» **Instructions to follow**
Extract each line of the records below that contains the string "stone" and copy those lines in full. Treat the match as case-sensitive.
>> Begin Stored rows
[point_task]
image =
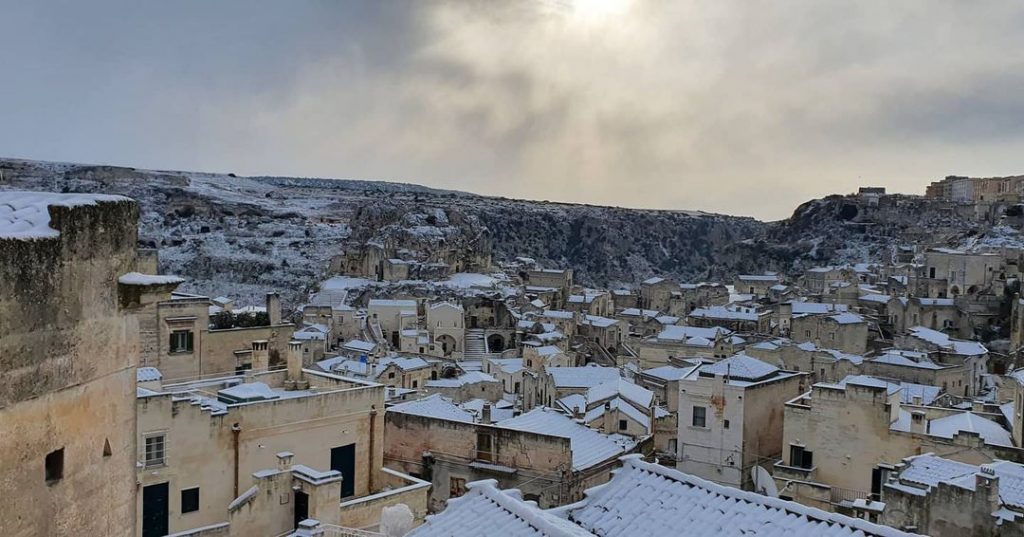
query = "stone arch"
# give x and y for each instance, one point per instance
(496, 343)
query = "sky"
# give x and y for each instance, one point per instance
(745, 107)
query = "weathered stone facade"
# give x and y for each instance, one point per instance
(68, 358)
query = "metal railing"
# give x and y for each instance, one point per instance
(839, 495)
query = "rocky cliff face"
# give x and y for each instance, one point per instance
(245, 236)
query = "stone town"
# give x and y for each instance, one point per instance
(503, 399)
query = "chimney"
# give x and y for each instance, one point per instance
(285, 460)
(919, 422)
(987, 483)
(294, 379)
(261, 357)
(273, 308)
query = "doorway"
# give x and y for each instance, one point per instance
(343, 460)
(155, 499)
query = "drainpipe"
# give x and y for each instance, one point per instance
(236, 430)
(373, 470)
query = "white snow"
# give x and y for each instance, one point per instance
(27, 214)
(147, 279)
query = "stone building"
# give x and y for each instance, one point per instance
(945, 498)
(389, 317)
(178, 337)
(758, 285)
(675, 343)
(642, 499)
(843, 331)
(656, 293)
(691, 296)
(948, 273)
(947, 350)
(818, 279)
(730, 418)
(69, 348)
(936, 314)
(735, 318)
(558, 283)
(822, 365)
(544, 453)
(446, 324)
(207, 447)
(841, 440)
(591, 302)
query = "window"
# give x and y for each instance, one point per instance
(699, 417)
(189, 500)
(181, 341)
(54, 466)
(457, 487)
(801, 458)
(483, 446)
(155, 450)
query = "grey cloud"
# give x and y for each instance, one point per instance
(747, 108)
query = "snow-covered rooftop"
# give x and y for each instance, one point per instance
(958, 346)
(989, 430)
(621, 387)
(470, 377)
(27, 214)
(740, 367)
(147, 279)
(147, 374)
(928, 470)
(484, 508)
(433, 407)
(586, 376)
(589, 447)
(649, 499)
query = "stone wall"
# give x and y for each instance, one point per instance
(68, 358)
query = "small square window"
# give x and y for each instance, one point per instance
(54, 466)
(699, 417)
(155, 450)
(189, 500)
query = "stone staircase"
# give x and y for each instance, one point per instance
(476, 345)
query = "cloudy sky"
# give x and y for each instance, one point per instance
(745, 107)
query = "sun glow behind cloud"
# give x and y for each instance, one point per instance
(742, 107)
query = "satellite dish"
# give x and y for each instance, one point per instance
(763, 482)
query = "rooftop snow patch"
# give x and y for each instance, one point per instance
(26, 215)
(648, 499)
(148, 279)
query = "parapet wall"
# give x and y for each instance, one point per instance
(59, 323)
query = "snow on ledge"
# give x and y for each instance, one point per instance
(27, 214)
(146, 279)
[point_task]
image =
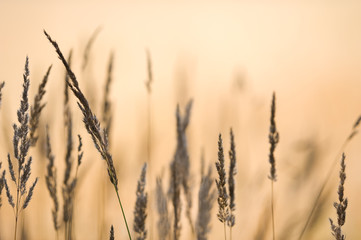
>> End Stored rows
» **Worked solution**
query = "stone arch"
query = "weathered stone facade"
query = "stone town"
query = "stone building"
query = "stone wall"
query = "stone staircase"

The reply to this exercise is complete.